Please reproduce the listing from its first line through the line containing "0;252;163;314", swapping "black" for "dark" and leaving everything else as it is.

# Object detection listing
===
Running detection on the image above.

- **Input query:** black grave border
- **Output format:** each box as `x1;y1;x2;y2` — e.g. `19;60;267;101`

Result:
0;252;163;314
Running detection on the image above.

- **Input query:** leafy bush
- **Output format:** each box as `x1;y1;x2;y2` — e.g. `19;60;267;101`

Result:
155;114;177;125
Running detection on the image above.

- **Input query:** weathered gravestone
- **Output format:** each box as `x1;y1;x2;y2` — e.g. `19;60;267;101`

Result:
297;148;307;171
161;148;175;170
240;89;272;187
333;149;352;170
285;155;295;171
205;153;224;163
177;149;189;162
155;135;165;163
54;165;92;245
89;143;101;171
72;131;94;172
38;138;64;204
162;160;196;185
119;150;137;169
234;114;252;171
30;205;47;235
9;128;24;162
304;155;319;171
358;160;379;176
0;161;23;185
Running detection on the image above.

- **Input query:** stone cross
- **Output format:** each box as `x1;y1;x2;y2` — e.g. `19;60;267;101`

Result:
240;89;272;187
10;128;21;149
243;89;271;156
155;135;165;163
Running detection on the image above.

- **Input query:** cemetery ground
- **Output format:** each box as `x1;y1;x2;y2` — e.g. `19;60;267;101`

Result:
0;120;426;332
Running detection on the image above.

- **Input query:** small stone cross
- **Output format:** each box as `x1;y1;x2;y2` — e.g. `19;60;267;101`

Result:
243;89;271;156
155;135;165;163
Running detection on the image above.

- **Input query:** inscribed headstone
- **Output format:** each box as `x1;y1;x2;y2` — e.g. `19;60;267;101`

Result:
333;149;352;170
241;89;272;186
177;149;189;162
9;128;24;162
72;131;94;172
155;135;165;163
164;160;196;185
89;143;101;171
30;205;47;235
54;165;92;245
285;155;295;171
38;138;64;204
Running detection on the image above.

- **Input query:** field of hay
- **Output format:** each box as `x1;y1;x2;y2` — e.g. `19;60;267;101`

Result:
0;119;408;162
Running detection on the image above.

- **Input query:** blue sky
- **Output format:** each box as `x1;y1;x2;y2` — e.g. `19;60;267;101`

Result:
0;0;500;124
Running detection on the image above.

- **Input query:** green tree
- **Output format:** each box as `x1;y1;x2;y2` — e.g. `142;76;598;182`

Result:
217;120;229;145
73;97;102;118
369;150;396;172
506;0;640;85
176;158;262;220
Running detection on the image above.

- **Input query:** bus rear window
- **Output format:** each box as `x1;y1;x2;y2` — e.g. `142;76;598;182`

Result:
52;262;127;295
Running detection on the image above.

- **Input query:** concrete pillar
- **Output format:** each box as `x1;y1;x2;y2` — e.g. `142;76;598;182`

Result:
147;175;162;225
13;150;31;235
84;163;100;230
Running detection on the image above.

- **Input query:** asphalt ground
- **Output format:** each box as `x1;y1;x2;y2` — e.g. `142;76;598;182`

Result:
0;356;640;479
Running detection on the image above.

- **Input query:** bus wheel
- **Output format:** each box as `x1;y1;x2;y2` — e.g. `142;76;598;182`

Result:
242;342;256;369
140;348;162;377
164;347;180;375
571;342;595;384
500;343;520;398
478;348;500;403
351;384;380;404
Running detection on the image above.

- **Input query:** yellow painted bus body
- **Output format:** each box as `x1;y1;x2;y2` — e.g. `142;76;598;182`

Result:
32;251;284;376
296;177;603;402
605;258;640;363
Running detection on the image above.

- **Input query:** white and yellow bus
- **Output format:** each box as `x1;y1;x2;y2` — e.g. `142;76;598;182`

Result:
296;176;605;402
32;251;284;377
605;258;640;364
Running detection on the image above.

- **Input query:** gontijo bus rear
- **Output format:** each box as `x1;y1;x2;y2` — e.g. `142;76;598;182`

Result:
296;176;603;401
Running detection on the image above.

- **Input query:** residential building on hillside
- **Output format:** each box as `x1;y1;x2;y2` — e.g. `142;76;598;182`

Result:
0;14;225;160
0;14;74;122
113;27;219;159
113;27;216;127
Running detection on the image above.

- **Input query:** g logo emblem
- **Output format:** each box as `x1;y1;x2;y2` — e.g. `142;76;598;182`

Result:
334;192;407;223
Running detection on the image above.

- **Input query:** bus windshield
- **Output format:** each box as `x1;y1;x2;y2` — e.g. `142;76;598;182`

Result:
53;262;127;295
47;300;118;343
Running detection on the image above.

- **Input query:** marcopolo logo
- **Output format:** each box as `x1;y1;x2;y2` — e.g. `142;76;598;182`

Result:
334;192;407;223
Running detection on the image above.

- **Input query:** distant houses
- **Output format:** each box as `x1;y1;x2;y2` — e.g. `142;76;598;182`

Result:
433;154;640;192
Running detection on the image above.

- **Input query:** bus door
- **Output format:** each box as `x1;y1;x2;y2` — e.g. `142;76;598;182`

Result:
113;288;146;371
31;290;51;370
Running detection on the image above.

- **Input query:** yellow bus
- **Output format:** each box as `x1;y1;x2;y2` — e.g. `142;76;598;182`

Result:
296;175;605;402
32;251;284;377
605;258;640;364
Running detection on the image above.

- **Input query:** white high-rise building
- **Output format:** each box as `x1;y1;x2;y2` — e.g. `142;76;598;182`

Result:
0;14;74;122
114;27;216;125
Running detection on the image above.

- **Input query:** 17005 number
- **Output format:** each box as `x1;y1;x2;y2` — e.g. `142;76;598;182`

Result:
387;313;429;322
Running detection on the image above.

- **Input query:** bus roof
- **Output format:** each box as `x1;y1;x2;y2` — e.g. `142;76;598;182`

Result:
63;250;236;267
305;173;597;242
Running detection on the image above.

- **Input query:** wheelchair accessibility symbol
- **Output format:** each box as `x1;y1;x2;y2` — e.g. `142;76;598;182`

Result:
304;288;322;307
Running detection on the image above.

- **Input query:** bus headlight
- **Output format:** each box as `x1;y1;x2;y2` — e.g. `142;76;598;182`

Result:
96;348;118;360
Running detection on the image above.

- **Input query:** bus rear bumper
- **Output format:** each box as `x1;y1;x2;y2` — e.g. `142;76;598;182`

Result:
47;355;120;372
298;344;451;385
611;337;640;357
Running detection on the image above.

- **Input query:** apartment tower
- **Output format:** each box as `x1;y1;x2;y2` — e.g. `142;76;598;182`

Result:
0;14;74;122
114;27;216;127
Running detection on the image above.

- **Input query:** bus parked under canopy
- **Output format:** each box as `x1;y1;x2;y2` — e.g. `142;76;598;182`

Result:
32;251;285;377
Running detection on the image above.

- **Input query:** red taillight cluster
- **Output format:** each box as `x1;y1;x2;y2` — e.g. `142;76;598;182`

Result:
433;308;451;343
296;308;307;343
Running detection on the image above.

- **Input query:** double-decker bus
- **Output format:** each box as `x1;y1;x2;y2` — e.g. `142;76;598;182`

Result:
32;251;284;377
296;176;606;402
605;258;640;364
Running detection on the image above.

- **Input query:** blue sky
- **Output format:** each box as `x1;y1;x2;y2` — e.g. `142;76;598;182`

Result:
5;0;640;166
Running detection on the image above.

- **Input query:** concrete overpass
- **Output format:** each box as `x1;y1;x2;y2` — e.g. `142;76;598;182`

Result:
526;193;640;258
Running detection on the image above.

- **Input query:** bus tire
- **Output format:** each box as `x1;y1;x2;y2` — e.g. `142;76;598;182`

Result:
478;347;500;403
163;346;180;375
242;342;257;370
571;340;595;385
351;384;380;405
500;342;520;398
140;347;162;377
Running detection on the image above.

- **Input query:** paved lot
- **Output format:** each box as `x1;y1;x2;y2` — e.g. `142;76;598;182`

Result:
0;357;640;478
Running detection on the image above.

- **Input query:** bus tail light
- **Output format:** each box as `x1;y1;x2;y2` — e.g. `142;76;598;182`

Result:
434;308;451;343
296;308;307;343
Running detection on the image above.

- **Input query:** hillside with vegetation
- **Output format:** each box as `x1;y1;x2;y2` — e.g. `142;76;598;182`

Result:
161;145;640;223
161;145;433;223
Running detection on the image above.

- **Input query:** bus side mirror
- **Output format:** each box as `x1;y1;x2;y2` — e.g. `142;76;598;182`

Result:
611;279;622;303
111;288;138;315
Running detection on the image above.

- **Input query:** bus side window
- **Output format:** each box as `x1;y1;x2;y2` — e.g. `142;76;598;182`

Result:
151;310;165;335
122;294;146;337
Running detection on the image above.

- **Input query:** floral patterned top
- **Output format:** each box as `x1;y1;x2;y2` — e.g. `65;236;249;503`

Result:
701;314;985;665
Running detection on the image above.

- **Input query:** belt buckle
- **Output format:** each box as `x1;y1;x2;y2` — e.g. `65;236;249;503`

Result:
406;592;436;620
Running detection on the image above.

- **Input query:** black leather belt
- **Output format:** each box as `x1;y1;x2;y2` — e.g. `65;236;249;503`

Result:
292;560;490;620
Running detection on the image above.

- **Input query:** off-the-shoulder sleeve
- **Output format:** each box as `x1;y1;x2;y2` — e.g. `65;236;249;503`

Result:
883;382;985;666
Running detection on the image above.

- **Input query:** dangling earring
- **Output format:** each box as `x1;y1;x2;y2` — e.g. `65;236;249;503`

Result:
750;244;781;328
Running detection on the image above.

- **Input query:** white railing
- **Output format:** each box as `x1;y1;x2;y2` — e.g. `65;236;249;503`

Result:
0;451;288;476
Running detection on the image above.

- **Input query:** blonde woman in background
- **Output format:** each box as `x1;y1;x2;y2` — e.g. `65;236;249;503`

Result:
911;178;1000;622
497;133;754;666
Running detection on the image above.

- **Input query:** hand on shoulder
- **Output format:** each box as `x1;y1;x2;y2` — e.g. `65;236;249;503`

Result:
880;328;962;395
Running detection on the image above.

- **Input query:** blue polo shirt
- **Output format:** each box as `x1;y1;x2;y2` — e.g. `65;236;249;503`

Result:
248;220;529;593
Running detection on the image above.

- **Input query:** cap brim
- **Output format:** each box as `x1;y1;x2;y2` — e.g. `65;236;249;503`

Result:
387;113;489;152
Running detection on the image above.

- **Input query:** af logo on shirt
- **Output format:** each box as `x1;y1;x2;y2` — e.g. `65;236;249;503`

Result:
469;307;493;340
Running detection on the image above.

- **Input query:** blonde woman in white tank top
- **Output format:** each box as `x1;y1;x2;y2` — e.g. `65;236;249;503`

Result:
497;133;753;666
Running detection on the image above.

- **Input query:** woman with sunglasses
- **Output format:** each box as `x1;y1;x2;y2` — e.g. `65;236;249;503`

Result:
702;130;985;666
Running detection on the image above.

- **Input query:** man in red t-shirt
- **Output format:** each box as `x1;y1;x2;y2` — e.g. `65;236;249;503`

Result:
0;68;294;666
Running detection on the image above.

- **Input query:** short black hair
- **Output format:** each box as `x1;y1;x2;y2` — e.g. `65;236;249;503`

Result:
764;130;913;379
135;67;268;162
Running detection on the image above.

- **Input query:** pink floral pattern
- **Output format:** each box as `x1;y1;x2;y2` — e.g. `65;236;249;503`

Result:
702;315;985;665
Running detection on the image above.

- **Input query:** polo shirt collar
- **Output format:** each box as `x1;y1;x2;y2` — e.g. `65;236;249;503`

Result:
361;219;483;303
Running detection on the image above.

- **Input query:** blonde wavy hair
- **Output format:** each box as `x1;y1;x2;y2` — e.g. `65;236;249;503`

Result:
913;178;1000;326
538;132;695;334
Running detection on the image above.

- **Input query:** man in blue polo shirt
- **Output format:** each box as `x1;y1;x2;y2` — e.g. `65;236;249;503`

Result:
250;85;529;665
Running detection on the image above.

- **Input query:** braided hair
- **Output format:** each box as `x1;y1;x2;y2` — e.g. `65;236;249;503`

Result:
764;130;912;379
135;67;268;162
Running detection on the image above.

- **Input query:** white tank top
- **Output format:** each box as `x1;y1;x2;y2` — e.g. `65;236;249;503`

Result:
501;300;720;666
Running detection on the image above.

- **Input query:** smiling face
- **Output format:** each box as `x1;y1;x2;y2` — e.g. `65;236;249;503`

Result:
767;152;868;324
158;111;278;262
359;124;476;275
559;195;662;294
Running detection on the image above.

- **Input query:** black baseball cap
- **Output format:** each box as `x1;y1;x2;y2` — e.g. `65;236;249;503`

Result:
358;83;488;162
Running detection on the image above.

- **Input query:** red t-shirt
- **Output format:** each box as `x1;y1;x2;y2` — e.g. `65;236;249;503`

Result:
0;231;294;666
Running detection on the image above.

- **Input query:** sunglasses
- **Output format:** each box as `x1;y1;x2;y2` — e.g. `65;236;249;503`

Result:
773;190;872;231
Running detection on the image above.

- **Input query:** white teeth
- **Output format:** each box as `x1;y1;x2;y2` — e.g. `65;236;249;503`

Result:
===
# Result of the task
Running detection on the image above.

- **Input query:** dark grave border
- **Output format:** each box as `x1;y1;x2;y2` — e.g. `19;60;267;101`

Result:
0;252;163;314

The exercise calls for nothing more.